Start PAGE TEXT
I'm trying to pull a query from aMember. We have a few tables:
am_user - Contains user data - PK = user_id
am_invoice - Contains one line per invoice - PK invoice_id, FK to user_id
am_invoice_item - Contains one line per product - FK to invoice_id
We currently sell 2 different products using 4 different product_ids (it's software, and the products are translated in 2 different versions). Users can buy only episode 1, only episode 2, or both. (We're not interested in those who did not make a purchase yet).
End PAGE TEXT
EXERCISE GOAL
Copy out the text about the aMember tables word for word, from start to finish. This data was taken from a separate source and is unrelated to the text about the aMember tables.
Start DATASET EXTRACT
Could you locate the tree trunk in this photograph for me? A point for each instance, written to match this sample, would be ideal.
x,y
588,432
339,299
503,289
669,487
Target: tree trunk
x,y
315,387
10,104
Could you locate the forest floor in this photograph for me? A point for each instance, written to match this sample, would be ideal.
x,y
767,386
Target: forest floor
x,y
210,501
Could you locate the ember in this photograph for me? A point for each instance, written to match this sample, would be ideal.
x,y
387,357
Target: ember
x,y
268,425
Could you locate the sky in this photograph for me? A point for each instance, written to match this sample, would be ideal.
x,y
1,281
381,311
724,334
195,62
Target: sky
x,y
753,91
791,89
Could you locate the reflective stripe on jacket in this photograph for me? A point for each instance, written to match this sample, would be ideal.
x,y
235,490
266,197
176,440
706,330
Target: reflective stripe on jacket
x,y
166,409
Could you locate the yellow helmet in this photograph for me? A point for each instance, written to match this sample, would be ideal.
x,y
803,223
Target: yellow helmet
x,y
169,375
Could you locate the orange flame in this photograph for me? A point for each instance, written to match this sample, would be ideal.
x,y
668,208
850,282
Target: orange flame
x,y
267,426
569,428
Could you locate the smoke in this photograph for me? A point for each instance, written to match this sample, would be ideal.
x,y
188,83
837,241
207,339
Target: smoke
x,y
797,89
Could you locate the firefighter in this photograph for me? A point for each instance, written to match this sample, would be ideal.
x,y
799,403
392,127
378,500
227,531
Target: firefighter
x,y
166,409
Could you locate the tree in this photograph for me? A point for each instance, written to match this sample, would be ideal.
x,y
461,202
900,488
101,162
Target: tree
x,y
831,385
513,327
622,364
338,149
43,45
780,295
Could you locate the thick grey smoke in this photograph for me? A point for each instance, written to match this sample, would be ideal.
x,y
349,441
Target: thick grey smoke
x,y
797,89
End DATASET EXTRACT
Start DATASET EXTRACT
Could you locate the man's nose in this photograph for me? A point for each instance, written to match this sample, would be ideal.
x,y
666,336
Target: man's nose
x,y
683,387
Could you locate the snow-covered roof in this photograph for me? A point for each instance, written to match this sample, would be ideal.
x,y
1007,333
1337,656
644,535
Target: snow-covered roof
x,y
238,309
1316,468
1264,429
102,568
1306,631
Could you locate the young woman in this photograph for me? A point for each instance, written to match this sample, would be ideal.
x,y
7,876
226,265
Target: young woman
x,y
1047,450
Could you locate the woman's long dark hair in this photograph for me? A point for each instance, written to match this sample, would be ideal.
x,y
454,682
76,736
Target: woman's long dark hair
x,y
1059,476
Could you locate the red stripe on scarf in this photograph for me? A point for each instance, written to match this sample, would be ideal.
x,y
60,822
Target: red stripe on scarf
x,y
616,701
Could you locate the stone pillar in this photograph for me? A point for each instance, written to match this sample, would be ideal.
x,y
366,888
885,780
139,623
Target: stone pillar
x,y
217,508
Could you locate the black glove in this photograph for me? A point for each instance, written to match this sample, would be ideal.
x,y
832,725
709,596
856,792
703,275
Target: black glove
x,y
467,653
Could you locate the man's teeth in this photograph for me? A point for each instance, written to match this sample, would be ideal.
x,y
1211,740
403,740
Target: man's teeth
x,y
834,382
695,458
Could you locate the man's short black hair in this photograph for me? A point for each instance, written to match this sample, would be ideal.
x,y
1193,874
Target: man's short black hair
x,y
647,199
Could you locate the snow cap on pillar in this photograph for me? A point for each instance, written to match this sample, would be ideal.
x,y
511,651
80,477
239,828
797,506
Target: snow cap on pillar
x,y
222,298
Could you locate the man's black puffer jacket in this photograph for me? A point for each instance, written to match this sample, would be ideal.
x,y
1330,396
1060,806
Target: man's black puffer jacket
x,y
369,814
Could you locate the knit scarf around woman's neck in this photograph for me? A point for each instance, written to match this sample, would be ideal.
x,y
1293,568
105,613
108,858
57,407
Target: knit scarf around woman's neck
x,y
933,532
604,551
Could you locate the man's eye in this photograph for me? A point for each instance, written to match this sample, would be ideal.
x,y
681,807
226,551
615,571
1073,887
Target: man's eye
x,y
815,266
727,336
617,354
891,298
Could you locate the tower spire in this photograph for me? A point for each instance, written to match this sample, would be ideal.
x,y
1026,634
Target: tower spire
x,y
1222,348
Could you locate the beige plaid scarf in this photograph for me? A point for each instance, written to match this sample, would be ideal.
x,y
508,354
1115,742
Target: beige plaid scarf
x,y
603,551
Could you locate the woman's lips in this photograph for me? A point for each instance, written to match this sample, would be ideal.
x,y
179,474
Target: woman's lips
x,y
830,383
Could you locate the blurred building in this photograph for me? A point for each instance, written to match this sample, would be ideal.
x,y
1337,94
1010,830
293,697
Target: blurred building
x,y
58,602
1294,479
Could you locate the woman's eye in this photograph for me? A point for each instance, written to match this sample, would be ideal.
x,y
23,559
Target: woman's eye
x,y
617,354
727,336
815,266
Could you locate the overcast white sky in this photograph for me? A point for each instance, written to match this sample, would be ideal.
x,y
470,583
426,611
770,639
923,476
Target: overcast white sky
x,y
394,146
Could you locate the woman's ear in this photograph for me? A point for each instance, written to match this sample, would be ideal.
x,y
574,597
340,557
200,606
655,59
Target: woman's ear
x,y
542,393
End DATASET EXTRACT
EXERCISE SOLUTION
I'm trying to pull a query from aMember. We have a few tables:
am_user - Contains user data - PK = user_id
am_invoice - Contains one line per invoice - PK invoice_id, FK to user_id
am_invoice_item - Contains one line per product - FK to invoice_id
We currently sell 2 different products using 4 different product_ids (it's software, and the products are translated in 2 different versions). Users can buy only episode 1, only episode 2, or both. (We're not interested in those who did not make a purchase yet).